The RCMP representative also complained of the lengthy delays — up to two weeks at times — in receiving court disposition documents from the court office in order to update their police database.

Concerns were expressed over how, for example, delays in inputting details of a no-contact probation order in a domestic case could put people's safety at risk, since responding officers would be unaware of the new conditions imposed on an offender.

Inmate transportation and late start times

The documents show that defence lawyers are growing frustrated with the late arrival of inmates to the courthouse — given the limited amount of court time on any given day — from the remand centre in The Pas, a nearly 400-kilometre drive.

When it was suggested that inmates should arrive in the Thompson courthouse for 9 a.m., Darcy Blackburn, the executive director of sheriff services, said her team often has to arrange for same-day flights out of remote communities to get them to their hearing.

Poor technology and little access to clients

The records reveal the lack of basic technological amenities such as reliable Wi-Fi signals or cell phone service throughout the court hinders the ability to introduce simple tech solutions. They also suggest some lawyers don't use computers in their day-to-day work, and so would likely not adopt certain proposed tech solutions.

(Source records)
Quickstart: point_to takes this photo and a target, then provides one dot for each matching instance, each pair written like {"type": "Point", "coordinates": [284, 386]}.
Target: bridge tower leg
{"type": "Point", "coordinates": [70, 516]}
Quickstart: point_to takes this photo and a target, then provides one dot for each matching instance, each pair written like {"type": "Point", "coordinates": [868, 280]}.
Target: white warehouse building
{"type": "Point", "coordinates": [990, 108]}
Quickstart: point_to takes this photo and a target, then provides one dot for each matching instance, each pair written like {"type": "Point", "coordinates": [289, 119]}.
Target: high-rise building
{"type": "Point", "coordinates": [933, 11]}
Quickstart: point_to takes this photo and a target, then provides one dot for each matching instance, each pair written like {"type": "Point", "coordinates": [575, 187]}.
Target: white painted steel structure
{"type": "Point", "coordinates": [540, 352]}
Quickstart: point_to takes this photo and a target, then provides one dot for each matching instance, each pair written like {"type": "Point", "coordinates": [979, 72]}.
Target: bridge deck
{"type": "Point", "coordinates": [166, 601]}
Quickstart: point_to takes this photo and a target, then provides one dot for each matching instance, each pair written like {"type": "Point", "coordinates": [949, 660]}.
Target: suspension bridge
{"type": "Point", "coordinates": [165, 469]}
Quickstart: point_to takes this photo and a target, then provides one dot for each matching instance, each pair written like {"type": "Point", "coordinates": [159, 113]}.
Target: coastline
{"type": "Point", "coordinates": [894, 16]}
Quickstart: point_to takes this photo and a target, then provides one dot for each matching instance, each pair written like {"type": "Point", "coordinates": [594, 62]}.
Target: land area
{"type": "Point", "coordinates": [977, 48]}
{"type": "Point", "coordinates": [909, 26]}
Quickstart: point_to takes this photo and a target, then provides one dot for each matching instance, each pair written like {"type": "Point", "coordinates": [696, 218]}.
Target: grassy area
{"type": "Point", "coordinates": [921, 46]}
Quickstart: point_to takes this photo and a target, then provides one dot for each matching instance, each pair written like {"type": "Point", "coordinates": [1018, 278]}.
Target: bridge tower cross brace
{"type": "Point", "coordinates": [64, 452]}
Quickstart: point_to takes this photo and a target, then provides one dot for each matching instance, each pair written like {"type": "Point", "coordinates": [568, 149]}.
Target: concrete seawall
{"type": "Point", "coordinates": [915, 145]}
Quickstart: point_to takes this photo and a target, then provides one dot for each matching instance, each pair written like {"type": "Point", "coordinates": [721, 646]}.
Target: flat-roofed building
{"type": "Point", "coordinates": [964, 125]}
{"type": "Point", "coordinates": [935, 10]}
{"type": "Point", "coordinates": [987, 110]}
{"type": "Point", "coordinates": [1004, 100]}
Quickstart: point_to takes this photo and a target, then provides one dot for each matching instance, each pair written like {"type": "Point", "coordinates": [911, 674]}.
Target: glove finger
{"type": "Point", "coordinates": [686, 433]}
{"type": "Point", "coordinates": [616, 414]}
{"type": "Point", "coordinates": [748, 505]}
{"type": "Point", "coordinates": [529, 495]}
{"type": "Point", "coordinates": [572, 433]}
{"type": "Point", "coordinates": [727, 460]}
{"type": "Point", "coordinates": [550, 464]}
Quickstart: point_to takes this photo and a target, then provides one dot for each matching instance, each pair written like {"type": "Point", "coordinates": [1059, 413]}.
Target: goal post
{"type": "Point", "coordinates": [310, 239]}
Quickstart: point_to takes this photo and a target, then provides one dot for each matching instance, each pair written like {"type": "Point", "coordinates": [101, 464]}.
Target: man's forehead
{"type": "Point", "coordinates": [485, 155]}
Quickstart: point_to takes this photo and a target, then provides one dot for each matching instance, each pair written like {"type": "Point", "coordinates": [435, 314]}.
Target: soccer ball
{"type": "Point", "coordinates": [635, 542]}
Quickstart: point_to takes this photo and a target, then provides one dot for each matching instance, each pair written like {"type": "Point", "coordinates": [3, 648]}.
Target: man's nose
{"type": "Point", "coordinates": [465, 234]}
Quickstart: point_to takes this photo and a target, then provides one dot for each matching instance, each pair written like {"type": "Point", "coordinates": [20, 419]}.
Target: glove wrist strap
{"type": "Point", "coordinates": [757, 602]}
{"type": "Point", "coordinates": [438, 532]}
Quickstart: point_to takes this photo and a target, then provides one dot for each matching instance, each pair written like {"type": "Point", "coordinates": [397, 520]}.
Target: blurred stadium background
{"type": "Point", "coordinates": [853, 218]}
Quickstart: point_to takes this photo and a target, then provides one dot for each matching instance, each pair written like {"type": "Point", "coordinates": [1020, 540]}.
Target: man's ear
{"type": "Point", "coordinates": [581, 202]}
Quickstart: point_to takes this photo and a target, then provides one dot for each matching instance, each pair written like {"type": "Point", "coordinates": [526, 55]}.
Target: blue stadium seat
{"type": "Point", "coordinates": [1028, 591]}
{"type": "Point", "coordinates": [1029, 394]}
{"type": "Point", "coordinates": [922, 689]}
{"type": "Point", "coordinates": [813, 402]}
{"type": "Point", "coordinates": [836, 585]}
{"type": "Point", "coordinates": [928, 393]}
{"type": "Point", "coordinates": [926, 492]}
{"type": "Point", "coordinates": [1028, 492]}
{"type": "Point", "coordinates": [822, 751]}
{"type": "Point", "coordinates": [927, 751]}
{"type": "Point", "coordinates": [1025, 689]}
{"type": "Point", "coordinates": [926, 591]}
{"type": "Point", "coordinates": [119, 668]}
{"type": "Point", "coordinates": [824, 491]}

→ **Written task**: List every job or official position that the courthouse text mentions. The source records have no connection to the text about the courthouse.

→ **Response below**:
- RCMP representative
- Responding officers
- Defence lawyers
- Executive director of sheriff services